(Excerpts from a dataset)
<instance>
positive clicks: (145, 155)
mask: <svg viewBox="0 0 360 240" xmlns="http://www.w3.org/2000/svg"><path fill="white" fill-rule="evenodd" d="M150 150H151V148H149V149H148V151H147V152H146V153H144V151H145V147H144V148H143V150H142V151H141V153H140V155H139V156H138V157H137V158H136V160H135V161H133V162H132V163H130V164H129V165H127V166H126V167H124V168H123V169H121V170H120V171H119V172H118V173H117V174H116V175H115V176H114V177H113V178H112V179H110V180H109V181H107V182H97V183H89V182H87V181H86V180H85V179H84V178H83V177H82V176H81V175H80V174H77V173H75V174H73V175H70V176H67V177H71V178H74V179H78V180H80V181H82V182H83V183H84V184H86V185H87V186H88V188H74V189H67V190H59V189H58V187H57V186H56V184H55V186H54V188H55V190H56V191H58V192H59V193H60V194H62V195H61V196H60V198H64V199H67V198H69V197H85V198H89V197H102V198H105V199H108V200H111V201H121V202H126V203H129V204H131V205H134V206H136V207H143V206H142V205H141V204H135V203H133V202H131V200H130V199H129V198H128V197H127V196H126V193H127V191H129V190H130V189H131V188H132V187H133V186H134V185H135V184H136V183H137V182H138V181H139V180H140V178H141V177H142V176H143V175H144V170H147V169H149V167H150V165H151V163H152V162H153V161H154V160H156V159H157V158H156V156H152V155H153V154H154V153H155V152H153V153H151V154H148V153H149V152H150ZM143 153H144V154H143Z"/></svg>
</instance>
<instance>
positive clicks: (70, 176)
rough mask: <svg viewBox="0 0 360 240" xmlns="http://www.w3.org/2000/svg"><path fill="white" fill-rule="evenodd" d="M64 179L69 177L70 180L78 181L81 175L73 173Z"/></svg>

# Directions for this task
Copy out the rows above word for word, beginning at the line that contains "</instance>" and continuing through the last line of the rows.

# Result
</instance>
<instance>
positive clicks: (70, 176)
rough mask: <svg viewBox="0 0 360 240" xmlns="http://www.w3.org/2000/svg"><path fill="white" fill-rule="evenodd" d="M64 179L69 177L70 180L78 181L81 175L73 173Z"/></svg>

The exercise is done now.